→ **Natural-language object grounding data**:
_____
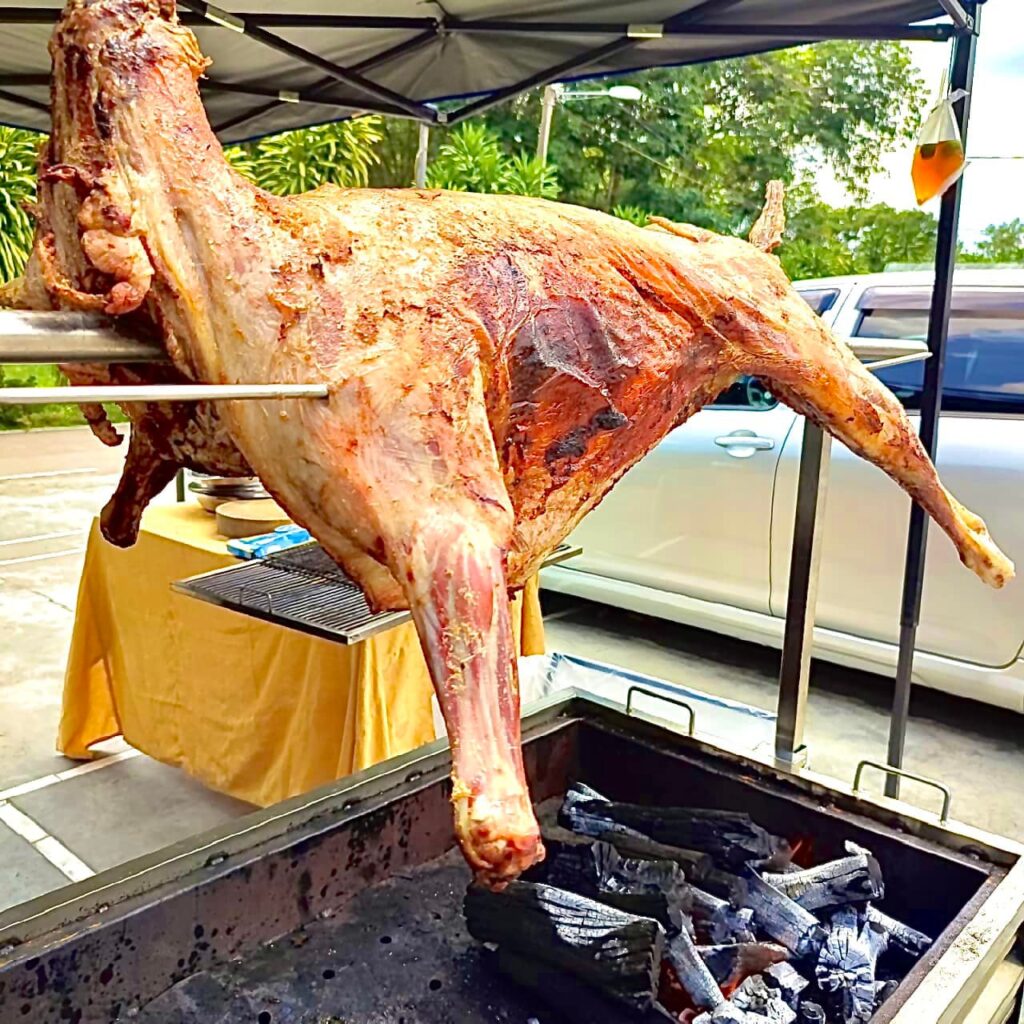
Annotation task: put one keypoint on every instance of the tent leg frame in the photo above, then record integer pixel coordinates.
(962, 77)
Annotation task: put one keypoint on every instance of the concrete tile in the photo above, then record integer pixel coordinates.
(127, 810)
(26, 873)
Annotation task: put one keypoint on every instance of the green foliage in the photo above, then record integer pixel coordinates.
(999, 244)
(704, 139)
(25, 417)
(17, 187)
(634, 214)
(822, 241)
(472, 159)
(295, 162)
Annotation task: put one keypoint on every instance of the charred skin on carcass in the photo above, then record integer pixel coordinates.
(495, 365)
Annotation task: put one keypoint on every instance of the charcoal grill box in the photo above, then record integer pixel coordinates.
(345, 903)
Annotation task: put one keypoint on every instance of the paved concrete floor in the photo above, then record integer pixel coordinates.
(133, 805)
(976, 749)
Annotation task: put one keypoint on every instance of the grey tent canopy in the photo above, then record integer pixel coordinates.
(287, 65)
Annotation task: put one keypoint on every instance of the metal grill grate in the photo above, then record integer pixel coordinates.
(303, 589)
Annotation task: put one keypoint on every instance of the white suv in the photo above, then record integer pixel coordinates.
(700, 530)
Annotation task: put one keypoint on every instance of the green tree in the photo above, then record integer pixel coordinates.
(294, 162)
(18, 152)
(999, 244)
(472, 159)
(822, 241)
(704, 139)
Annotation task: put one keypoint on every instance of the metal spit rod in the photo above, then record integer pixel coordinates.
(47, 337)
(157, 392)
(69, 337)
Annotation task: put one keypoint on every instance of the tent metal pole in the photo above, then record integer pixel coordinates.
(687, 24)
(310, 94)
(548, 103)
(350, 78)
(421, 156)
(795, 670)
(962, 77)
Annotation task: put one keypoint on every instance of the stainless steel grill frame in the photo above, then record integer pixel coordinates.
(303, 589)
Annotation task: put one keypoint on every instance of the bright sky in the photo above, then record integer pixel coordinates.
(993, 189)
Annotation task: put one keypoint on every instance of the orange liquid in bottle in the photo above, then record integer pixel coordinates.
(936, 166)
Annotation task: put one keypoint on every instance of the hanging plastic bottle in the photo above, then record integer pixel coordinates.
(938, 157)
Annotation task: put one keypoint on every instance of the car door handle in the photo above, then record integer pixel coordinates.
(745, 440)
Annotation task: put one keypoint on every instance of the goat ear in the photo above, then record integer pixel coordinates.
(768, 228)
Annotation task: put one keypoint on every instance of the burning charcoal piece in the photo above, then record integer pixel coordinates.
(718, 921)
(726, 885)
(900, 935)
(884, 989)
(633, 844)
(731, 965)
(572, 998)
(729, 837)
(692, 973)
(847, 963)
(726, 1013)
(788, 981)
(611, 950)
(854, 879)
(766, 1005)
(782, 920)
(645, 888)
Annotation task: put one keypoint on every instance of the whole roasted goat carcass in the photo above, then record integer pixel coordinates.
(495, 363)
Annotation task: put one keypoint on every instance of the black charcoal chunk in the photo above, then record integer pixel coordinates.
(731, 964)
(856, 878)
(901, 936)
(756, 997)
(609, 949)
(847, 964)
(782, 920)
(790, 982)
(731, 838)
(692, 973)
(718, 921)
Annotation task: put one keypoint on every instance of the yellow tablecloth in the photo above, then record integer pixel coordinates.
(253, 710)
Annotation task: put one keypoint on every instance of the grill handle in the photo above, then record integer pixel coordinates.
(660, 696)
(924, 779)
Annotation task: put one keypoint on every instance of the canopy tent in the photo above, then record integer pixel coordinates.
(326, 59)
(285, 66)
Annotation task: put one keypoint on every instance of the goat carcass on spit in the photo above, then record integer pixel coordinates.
_____
→ **Task statement**:
In the copy, omit the pictures and give every line of the data exactly.

→ **Written response**:
Annotation task: put one keypoint on every instance of the tent leg frame in the photo above, then record integer pixel coordinates.
(962, 77)
Annotation task: put one keypoint on every instance of the concrete tile in the photo above, then record integer pixel coordinates.
(127, 810)
(26, 873)
Annotation task: put one keypoint on every instance of the green foliage in the photo above, then record integer pixel coordinates.
(999, 244)
(704, 139)
(25, 417)
(17, 187)
(634, 214)
(822, 241)
(472, 159)
(295, 162)
Annotation task: put one keypoint on every instance of the charred skin on carcass in the photo above, then record integer pixel coordinates.
(495, 365)
Annotation task: put one keypoint on every instance of the charcoal grill box in the photo above, then record integer pixel coordinates.
(345, 903)
Annotation task: put one keypoint on every instance of the paved concrete floor in the photo above, then record integer pixel coordinates.
(133, 805)
(976, 749)
Annotation task: put one keypoint on every instance of the grey tent canopy in the photo above, then record integer pixel coordinates.
(287, 65)
Annotation task: put one keypoint on every instance of the metal grill grate in the photo above, then record integer pixel coordinates.
(303, 589)
Annotation task: put one keypoint on every instance of the white suv in the photo above, then record integer pixel coordinates.
(700, 530)
Annotation task: put one keypoint on every instance of the green tree in the photo above, then record integer pixel coordinates.
(294, 162)
(18, 152)
(999, 244)
(472, 159)
(822, 241)
(704, 139)
Annotation task: put one keypoint on every instance of the metal spit rod in the photo above, then record integer pixel coordinates.
(47, 337)
(157, 392)
(69, 337)
Annotation task: put one keypoint on every instance of the tent metal pole in the photo above, then record integer pixel coordinates.
(687, 24)
(310, 94)
(548, 103)
(350, 78)
(421, 156)
(795, 670)
(962, 77)
Annotation task: put one keypoint on every instance of the stainless steel grill frame in the photo above, then record integer pixel coordinates.
(303, 589)
Annotation task: put one keypoint on every instance of the bright sky in the photo above, then record integer pixel coordinates.
(993, 189)
Annotation task: put one keypoint on every instance of the orange liquid in bottle in the photo above, then record integer pixel coordinates.
(936, 166)
Annotation task: put one keypoint on every instance of the hanging plastic bottle in the photo above, then record integer pixel coordinates.
(938, 157)
Annotation task: put one keypoint on every instance of the car door handle in the photo above, then record integer pixel coordinates.
(745, 440)
Annotation task: put one keypoint on every instance of the goat ear in the photo above, then record integer pixel coordinates.
(768, 228)
Annotation task: put one keypoint on every instance of the burning charcoal piece in the photo above, then record integer pixel coordinates.
(718, 921)
(726, 885)
(900, 935)
(884, 989)
(633, 844)
(731, 965)
(572, 998)
(729, 837)
(692, 973)
(847, 963)
(726, 1013)
(788, 981)
(611, 950)
(854, 879)
(766, 1005)
(782, 920)
(645, 888)
Annotation task: put one keypoint on every instance of the whole roasted goat carcass in the photo above, then record integer pixel coordinates.
(495, 363)
Annotation task: put one keypoint on every instance of the black charcoal chunk in the photo above, then record integer pixel coordinates.
(731, 964)
(856, 878)
(901, 936)
(756, 997)
(609, 949)
(847, 964)
(782, 920)
(790, 982)
(731, 838)
(692, 973)
(718, 921)
Annotation task: put one keypoint on every instance of the yellow tablecloth in the photo above, then record integer pixel coordinates.
(253, 710)
Annotation task: put one keypoint on every instance of the grill handle in the photo above, then record integer pixel coordinates.
(660, 696)
(924, 779)
Annotation task: put one keypoint on every instance of the canopy tent in the photo above, then record integer pixel coordinates.
(326, 59)
(285, 66)
Annotation task: put one keypoint on every instance of the goat carcass on spit in the photo above, then record integer pixel coordinates.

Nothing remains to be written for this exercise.